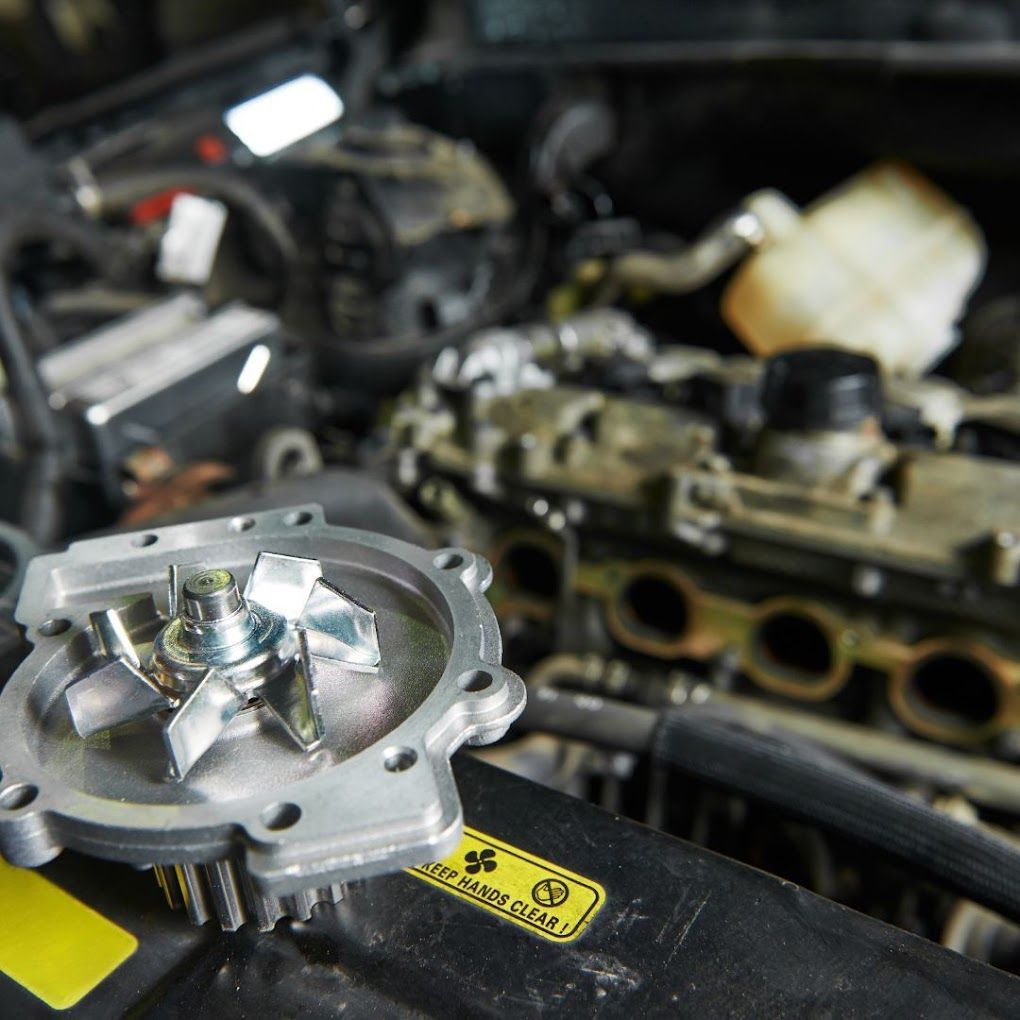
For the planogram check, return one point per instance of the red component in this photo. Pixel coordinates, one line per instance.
(155, 206)
(211, 150)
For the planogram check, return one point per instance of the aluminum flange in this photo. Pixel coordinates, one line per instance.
(397, 645)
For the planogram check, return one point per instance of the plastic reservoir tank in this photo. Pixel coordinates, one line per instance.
(881, 265)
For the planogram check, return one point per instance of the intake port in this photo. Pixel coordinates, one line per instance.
(793, 652)
(652, 612)
(530, 569)
(950, 693)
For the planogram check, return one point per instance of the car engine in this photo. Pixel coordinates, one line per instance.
(509, 509)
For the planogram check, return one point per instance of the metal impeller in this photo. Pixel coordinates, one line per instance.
(219, 650)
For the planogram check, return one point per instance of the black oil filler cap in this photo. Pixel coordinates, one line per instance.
(821, 388)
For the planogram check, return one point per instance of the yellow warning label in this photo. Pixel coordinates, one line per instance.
(53, 945)
(518, 886)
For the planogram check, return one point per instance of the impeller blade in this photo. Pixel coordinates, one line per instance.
(115, 693)
(112, 628)
(199, 720)
(282, 583)
(339, 627)
(292, 697)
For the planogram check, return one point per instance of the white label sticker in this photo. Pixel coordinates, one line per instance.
(189, 247)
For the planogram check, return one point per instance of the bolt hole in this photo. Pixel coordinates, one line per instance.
(18, 796)
(399, 759)
(474, 680)
(281, 816)
(449, 561)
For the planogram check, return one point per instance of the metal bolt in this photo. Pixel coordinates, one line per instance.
(211, 595)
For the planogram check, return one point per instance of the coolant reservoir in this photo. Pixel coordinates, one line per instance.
(881, 265)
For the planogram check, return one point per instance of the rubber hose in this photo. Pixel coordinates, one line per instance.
(810, 784)
(39, 429)
(119, 193)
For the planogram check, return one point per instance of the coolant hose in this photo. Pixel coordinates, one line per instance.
(39, 431)
(117, 193)
(708, 745)
(812, 785)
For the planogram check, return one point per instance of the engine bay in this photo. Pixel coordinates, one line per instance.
(629, 401)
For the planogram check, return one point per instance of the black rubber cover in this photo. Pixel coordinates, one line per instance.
(821, 388)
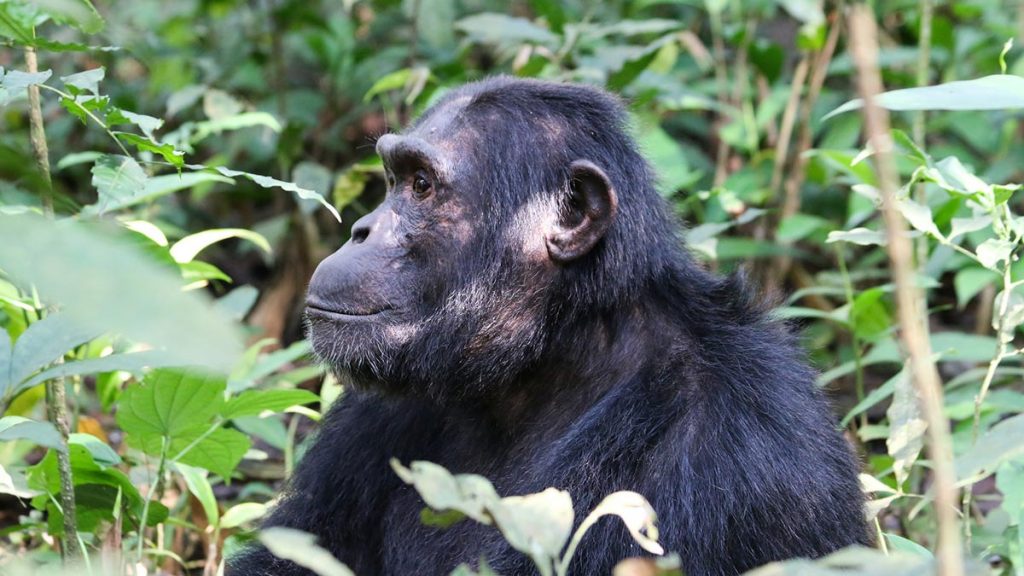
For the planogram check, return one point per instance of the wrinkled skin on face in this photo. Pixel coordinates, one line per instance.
(437, 280)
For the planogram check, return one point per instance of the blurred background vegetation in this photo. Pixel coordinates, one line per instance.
(205, 145)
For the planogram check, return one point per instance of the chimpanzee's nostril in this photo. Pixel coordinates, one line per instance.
(359, 233)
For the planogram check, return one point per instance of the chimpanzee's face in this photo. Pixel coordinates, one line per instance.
(433, 282)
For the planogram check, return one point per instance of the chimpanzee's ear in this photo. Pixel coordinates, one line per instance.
(585, 215)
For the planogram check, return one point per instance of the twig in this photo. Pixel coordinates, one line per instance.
(924, 55)
(56, 401)
(908, 297)
(38, 134)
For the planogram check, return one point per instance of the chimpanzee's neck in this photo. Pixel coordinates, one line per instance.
(606, 350)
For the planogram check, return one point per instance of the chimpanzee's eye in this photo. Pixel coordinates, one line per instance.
(421, 184)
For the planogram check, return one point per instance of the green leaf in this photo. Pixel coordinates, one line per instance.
(147, 124)
(79, 13)
(869, 316)
(5, 352)
(919, 215)
(993, 251)
(492, 28)
(903, 544)
(43, 434)
(301, 548)
(87, 81)
(860, 236)
(129, 362)
(200, 487)
(188, 247)
(172, 156)
(101, 453)
(105, 284)
(170, 402)
(990, 92)
(254, 403)
(117, 178)
(998, 445)
(243, 513)
(798, 227)
(45, 341)
(267, 181)
(155, 188)
(970, 281)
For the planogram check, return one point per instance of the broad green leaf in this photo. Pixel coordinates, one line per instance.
(267, 181)
(243, 513)
(301, 548)
(87, 81)
(906, 434)
(170, 402)
(155, 188)
(860, 236)
(200, 487)
(118, 178)
(968, 282)
(919, 215)
(492, 28)
(188, 247)
(1001, 443)
(254, 403)
(218, 451)
(79, 13)
(993, 251)
(990, 92)
(45, 341)
(43, 434)
(105, 284)
(101, 453)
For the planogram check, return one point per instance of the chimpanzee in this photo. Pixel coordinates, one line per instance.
(521, 306)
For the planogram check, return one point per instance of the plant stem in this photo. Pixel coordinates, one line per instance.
(154, 489)
(924, 55)
(37, 134)
(908, 297)
(56, 402)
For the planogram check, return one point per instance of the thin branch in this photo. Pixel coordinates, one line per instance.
(864, 49)
(56, 401)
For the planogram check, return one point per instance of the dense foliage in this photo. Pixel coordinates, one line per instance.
(171, 172)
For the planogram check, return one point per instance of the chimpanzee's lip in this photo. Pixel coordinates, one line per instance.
(320, 311)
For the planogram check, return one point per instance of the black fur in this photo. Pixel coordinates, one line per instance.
(630, 369)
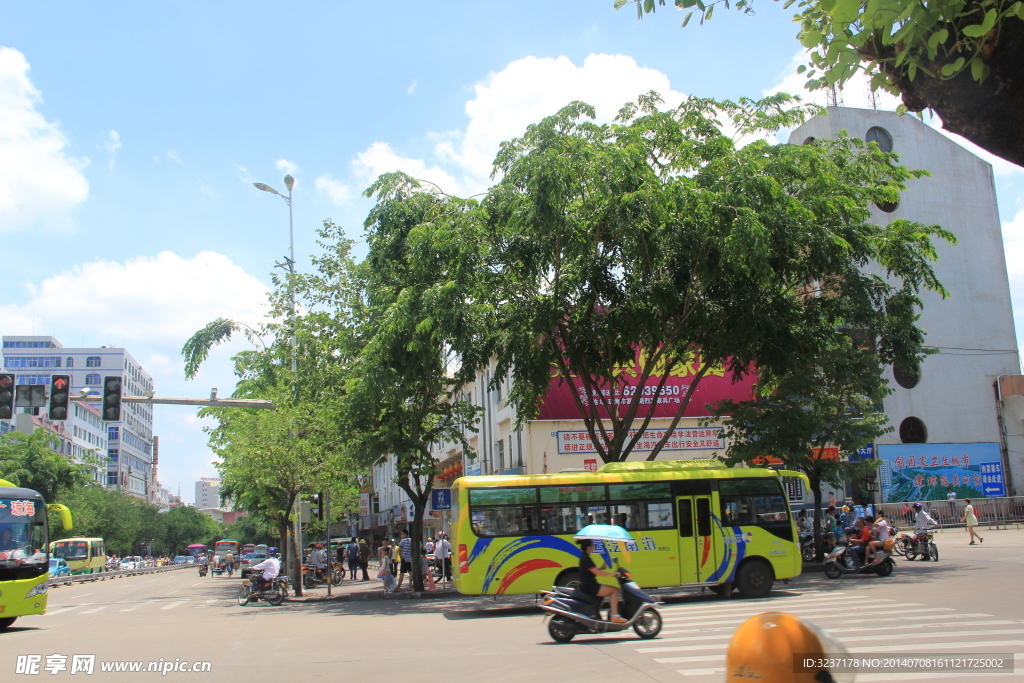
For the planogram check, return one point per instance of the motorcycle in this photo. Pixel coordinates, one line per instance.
(311, 578)
(574, 612)
(923, 544)
(273, 594)
(840, 561)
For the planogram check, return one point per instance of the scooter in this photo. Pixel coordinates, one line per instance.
(840, 561)
(574, 612)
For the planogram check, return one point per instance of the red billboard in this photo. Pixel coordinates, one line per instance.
(716, 385)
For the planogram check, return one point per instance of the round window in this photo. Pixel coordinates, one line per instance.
(880, 135)
(907, 376)
(912, 430)
(888, 207)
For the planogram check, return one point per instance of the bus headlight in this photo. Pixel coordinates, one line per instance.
(39, 589)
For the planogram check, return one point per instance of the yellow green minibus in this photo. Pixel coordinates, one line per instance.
(694, 523)
(25, 564)
(82, 555)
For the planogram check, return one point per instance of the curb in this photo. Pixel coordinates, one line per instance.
(375, 595)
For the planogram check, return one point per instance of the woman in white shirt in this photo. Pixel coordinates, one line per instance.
(970, 521)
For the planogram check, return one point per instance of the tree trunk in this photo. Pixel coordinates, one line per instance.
(815, 480)
(988, 114)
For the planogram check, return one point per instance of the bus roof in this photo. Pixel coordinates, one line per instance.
(665, 470)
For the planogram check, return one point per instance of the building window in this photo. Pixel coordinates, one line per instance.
(907, 376)
(881, 136)
(912, 430)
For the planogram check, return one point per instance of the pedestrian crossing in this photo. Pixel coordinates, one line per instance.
(694, 637)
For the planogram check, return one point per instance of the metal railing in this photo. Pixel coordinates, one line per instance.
(117, 573)
(991, 512)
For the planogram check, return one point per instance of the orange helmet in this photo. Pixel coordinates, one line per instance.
(763, 649)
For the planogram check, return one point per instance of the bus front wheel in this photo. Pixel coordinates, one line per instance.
(755, 580)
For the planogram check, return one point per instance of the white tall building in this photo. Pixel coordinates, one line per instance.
(208, 493)
(129, 443)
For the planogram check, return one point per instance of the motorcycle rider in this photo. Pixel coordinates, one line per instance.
(588, 581)
(922, 522)
(270, 568)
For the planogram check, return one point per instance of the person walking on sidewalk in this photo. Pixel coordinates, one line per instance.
(970, 521)
(442, 555)
(406, 549)
(365, 558)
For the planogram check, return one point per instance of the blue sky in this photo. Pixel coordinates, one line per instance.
(130, 135)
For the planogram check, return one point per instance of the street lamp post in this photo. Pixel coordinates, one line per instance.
(290, 183)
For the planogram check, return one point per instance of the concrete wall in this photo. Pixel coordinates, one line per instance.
(973, 330)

__Written task__. Give the lines from the one containing "the motorcycle rider" through the end of the entries again, exactly as written and with no other lines.

__Reply to the task__.
For the planogram check, return one point per instance of the motorcycle rider in this photo. Pixel coordinates, one line per instance.
(588, 581)
(922, 522)
(270, 568)
For the planogram check, return one point per instance of the person walking on sidewalk in this photo. Pixel coordinates, one line per instance.
(970, 521)
(442, 555)
(406, 549)
(365, 558)
For the planogram check, return one point per instance of the blue sky in this photo. Pixel coordinates, one line per instance.
(130, 135)
For the planogram check, return one point per instance of the street lamp post in this photo. Pixel coordinates, one line per instance.
(290, 183)
For the planogram check, return one point per instance of the concrete wall in this photo. Pixel coordinates, one line per instance.
(973, 330)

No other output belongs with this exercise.